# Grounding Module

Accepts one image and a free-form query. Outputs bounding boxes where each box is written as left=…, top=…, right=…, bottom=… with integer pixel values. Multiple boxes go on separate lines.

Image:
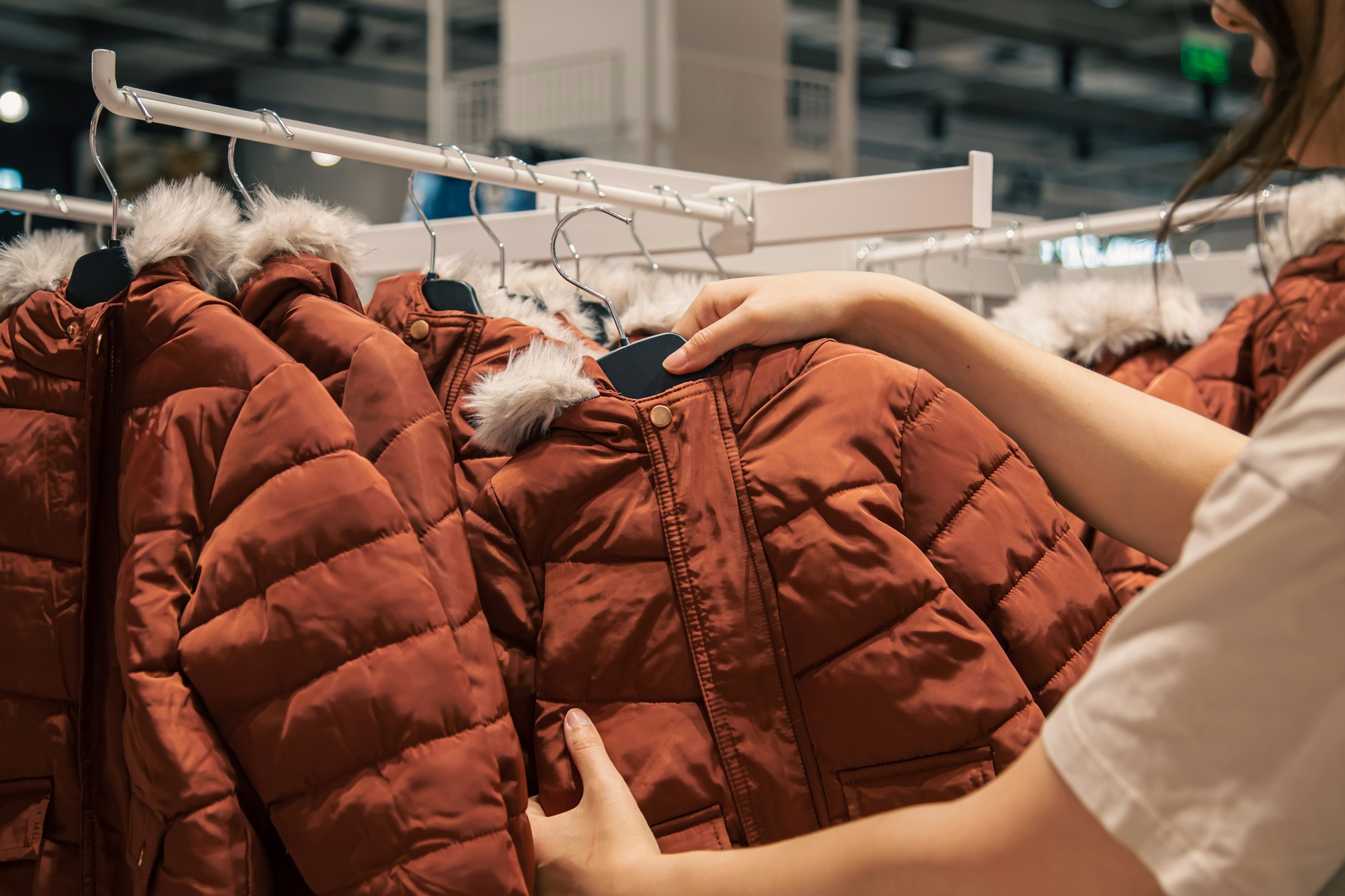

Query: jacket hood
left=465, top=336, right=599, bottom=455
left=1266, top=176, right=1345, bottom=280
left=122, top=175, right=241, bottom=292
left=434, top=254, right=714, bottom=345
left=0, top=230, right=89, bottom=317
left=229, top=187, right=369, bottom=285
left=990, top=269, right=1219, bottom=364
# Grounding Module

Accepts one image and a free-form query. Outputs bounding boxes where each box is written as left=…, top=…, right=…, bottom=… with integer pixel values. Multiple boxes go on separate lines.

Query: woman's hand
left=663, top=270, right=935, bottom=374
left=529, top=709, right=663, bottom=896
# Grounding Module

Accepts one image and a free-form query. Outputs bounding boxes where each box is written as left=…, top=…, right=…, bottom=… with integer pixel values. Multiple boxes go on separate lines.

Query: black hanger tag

- - -

■ **GIVEN INSTRUCTION**: Copy the lines from the start of the records through the line containing "left=529, top=709, right=663, bottom=896", both ends included, and reproduce them word for word, leaving the pictures out of your answer.

■ **REPLY**:
# Grounding Module

Accepts one image and a free-form query. Outputs bounding boxes where each box is written as left=…, top=…, right=…, bottom=… with integer pixel values. Multiple boxes go on separate lines.

Image:

Query: jacket hood
left=465, top=336, right=599, bottom=455
left=1266, top=176, right=1345, bottom=280
left=122, top=175, right=241, bottom=292
left=434, top=254, right=714, bottom=345
left=0, top=230, right=89, bottom=317
left=229, top=187, right=369, bottom=285
left=990, top=269, right=1219, bottom=364
# Grounding Module

Accepts one image and a free-form query. Outputs bounding boxes where each box is written as left=…, top=…, right=…, bottom=… with integer pixel values. Multiple boxes go on separate lines.

Query: woman's hand
left=663, top=270, right=935, bottom=374
left=529, top=709, right=663, bottom=896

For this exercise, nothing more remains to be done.